SELECTED EXTRACT:

Random number generator

[Tom Wilson]

In article <1989Dec26.164103.17945 at ncsuvx.ncsu.edu> harish at ecebucolix.ncsu.edu writes:
>A lot of netters have suggested using  "rand = rand1*655536 + rand2" to
>create a uniform
>random number, where rand1 and rand2 are two uniform r.v's.  It should
>be noted that
>rand will NOT be uniform, since, if
>
>	z = a1*X + a2*Y , 
>
>then
>
>       pdf(z) = (a1*pdf(X)) *** (a2*pdf(Y)).
>
>Here *** denotes convolution, X and Y are independent random variables
>and pdf() is the probability
>density function.
>
>If pdf(X) and pdf(Y) are uniform, then pdf(z) is a trapezoid,
>degenerating to a triangular
>pdf if pdf(X) = pdf(Y), with a1 = a2.

>harish pu. hi.					harish at ecebucolix.ncsu.edu
>						harish at ecelet.ncsu.edu

I am wiling to accept your analysis for two continuous pdf's.  However, in the
case being considered here, rand1 and rand2 are uniform discrete distributions
on [0 .. 65535] (note 65535 = 2^16-1, a bit pattern of all 1s in a 16-bit
integer).  Then rand1*65536 + rand2 is the same as shifting rand1 left by
16 bits and or'ing rand2 into the lower 16 bits.  For each integer in 
[0 .. 65536^2 -1 ], there is a unique way that it can arise from this sum.
So it seems to me that P(k) = (1/65536)^2 for k in [0..65536^2-1],
because the two underlying terms each occur with P = 1/65536; therefore, it
is a uniform random distribution on the 32-bit integers.  

In general, we are looking at the very special case of two discrete 
uniform distributions on [0..n-1], and forming the new distribution
rand = n*rand1 + rand2.

Another thought:  this can be viewed not as a sum, but as picking
a coordinate in [0..65535] x [0..65535] using the two independent uniform
random variables.  The mapping from this rectangular region to [0..65536^2-1]
is 1-1 and onto, so the resulting distribution is uniform.


-- 
Tom Wilson                        wilson at uhccux.uhcc.Hawaii.Edu (Internet)
                                  wilson at uhccux.UUCP || wilson at uhccux (Bitnet)

GIVEN REQUEST 1: List every distinct email address in the random number generator post, in the form it takes there.
GIVEN REQUEST 2: Retype the records from the line containing "Can you find the glass" through the last line of the records, including both ends.

EXTRACTED DATA:

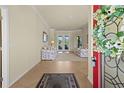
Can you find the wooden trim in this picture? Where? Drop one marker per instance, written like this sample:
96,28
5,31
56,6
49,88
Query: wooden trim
0,17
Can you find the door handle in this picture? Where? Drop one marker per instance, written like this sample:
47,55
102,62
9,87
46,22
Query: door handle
94,61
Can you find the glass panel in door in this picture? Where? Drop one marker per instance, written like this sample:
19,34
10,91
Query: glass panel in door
66,42
60,43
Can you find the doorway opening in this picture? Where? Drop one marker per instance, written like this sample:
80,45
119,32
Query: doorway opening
63,43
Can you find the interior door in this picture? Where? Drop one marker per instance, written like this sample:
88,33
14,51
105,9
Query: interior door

FULL OUTPUT 1:
harish at ecebucolix.ncsu.edu
harish at ecelet.ncsu.edu
wilson at uhccux.uhcc.Hawaii.Edu
wilson at uhccux.UUCP
wilson at uhccux

FULL OUTPUT 2:
Can you find the glass panel in door in this picture? Where? Drop one marker per instance, written like this sample:
19,34
10,91
Query: glass panel in door
66,42
60,43
Can you find the doorway opening in this picture? Where? Drop one marker per instance, written like this sample:
80,45
119,32
Query: doorway opening
63,43
Can you find the interior door in this picture? Where? Drop one marker per instance, written like this sample:
88,33
14,51
105,9
Query: interior door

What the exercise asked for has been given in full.